Texto de origem =>

———

Sunday, 17 de November de 2024 ISSN 1519-7670 - Ano 24 - nº 1314

Humor agonizante e excessos sentimentalóides

Engana-se quem pensa que as crônicas de Bial são o que há de mais piegas na TV Globo. Em Páginas da vida, à perene personagem Helena, que já adotou um afro-filho e um bebê com síndrome de Down, falta apenas um índio clunâmbulo para completar sua ONG doméstica. O autor Manoel Carlos, que costuma usurpar títulos de grandes nomes da literatura (Laços de família, de Clarice Lispector; Mulheres apaixonadas, de D. H. Lawrence), demonstra, com Jô Soares, como um gordo bonachão pode ocultar um pretensioso pedante: nunca uma novela promoveu um décimo, por exemplo, do festival internacional de Paraty quanto esta promove o aniversário de Rembrandt em Amsterdã.

———

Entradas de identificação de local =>

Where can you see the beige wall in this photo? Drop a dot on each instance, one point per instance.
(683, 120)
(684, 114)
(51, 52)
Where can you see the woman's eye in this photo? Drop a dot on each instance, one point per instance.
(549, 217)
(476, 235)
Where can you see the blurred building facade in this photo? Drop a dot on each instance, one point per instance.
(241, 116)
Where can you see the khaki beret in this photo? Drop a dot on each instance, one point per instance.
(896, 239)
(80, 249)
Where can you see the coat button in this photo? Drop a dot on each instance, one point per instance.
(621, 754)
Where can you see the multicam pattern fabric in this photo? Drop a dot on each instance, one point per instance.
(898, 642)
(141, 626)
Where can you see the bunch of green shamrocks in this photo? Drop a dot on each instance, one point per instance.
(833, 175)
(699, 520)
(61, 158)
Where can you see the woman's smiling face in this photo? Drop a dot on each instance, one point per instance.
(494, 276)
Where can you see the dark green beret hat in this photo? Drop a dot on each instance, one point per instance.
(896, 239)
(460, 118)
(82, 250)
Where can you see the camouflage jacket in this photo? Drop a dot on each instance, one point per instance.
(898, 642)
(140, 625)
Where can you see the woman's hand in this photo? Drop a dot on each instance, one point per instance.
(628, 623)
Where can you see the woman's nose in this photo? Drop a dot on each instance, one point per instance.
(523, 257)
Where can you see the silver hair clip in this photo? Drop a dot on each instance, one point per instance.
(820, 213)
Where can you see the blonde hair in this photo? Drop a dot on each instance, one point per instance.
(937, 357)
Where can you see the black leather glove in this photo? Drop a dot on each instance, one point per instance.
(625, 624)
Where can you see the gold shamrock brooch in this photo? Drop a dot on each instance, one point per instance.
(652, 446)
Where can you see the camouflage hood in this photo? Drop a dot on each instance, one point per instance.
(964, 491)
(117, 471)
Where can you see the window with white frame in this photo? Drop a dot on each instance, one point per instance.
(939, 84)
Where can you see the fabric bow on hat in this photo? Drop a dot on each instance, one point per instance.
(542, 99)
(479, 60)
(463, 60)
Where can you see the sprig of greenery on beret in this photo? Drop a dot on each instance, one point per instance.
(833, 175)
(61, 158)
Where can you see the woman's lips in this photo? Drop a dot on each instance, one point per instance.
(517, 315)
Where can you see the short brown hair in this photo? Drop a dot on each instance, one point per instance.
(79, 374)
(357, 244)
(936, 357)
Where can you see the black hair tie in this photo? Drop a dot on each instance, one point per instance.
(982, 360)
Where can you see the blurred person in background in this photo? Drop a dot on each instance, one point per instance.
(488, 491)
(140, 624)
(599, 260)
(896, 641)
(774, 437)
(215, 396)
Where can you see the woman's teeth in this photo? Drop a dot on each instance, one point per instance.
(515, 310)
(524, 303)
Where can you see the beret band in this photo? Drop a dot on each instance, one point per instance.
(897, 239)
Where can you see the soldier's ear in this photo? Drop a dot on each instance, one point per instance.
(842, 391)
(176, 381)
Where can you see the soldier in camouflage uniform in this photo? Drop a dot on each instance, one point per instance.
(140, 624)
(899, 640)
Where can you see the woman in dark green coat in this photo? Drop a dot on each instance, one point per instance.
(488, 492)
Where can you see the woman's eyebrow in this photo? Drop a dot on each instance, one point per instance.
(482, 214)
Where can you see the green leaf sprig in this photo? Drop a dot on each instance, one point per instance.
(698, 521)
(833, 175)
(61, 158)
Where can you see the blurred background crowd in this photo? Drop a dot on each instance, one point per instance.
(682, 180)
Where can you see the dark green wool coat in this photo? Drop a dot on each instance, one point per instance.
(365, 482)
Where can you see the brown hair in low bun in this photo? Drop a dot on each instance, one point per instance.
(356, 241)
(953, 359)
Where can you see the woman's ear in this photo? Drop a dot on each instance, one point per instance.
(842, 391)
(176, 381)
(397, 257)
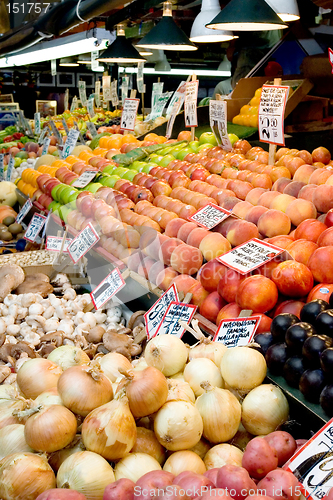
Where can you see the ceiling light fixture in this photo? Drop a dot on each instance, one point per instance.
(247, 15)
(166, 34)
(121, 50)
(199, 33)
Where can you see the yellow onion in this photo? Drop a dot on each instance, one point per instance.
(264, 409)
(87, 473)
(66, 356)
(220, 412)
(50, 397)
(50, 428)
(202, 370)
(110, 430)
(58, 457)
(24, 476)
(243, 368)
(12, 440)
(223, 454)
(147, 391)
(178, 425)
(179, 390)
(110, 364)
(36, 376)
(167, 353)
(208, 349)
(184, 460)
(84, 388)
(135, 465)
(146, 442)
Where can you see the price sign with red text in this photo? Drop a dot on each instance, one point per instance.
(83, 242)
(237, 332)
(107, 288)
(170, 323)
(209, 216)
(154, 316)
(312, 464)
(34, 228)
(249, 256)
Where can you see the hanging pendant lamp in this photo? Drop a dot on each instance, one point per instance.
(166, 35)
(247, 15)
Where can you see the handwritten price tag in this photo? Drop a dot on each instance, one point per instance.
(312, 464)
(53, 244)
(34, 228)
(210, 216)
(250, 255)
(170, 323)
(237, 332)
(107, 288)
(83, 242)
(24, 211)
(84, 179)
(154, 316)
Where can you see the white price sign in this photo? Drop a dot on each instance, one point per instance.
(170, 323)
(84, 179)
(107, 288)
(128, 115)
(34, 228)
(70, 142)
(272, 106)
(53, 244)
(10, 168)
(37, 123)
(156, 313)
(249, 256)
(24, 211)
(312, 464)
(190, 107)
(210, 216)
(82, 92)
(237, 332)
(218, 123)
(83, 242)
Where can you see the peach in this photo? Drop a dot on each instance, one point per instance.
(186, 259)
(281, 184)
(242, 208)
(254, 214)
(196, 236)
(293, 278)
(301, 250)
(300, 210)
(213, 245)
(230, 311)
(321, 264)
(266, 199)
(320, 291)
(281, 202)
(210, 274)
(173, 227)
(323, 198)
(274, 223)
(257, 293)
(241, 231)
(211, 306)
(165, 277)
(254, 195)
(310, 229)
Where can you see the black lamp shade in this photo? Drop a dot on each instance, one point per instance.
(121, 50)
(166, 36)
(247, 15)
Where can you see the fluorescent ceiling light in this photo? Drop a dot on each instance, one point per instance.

———

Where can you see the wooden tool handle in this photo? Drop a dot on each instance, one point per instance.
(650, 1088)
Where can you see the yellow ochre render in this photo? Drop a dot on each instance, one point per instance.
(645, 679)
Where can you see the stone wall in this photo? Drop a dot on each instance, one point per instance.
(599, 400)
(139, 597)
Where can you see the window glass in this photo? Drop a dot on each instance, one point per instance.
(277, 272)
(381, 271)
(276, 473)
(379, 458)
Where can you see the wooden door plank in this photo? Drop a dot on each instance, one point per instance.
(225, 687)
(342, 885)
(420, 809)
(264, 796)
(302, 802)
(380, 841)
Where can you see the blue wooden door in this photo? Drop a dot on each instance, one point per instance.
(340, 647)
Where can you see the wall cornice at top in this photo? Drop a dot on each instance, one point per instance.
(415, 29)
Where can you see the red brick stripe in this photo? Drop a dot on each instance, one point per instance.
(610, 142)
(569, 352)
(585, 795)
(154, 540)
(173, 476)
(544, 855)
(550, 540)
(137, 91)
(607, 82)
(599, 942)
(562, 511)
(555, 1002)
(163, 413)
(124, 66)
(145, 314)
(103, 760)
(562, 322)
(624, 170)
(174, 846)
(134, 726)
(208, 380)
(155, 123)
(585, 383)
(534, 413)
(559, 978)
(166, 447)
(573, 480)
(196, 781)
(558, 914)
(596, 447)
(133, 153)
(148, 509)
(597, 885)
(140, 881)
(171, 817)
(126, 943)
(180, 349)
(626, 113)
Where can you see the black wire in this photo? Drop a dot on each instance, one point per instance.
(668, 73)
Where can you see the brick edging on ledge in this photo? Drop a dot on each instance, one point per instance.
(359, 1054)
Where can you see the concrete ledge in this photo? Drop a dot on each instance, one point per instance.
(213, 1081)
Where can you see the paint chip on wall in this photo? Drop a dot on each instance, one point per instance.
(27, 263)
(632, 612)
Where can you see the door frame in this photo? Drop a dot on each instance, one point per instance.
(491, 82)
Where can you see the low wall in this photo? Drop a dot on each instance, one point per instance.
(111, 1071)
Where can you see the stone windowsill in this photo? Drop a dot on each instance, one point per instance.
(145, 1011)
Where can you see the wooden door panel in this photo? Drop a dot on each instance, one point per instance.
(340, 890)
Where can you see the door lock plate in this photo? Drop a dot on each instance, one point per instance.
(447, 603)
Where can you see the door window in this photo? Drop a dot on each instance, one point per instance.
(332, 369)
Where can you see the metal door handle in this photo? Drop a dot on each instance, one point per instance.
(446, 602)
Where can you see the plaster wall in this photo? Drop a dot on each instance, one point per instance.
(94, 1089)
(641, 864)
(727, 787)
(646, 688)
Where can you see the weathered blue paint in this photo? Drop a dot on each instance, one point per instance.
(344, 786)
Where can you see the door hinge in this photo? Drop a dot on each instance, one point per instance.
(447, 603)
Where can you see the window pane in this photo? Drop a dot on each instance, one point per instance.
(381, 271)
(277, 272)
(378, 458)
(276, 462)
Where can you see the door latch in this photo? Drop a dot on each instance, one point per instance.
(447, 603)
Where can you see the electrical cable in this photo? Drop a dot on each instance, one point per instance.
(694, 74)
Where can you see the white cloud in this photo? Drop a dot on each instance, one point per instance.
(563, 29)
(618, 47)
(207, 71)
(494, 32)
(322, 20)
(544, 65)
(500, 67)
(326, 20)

———

Tarefas a realizar =>
(a) Responda a estas perguntas sobre o texto a respeito da novela Páginas da vida:
(i) Qual personagem já adotou um afro-filho e um bebê com síndrome de Down?
(ii) De qual autora é o título Laços de família?
(iii) Que aniversário a novela promove, e em que cidade?
(b) Retome o texto sobre a novela Páginas da vida a partir do ponto em que ele termina.
Os dados não têm nenhum papel aqui.

Lista de respostas =>
(a)
(i) Helena.
(ii) Clarice Lispector.
(iii) O aniversário de Rembrandt, em Amsterdã.

(b)
A panela de Maneco não é das mais felizes: além de Regina Duarte em má fase, conta com as fracas atuações da capixaba Eliza Lucinda (atenuadas por seu carisma e beleza) e, interpretando a si mesma, Ana Botafogo (perdoada por sua estréia). Mas uma atuação de gala, como a Milu de Marília Pêra na novela das sete, se perderia nos personagens tediosos, de tão planos, que a novela das 21h anda desfilando.


A abertura, a despeito da bossa nova, também não ajuda: uma folhinha levitando sobre um parque infantil do Leblon, cuja autoria não consta nos créditos, assim como a da novela das sete, que faz um contraponto entre ricos e pobres varrendo uma imagem de água mineral para outra de… ‘água torneiral’. São concepções tão toscas que o refinado Hans Donner, que já está na fase de plagiar a si mesmo e assina a abertura da novela das seis, jamais assumiria como suas.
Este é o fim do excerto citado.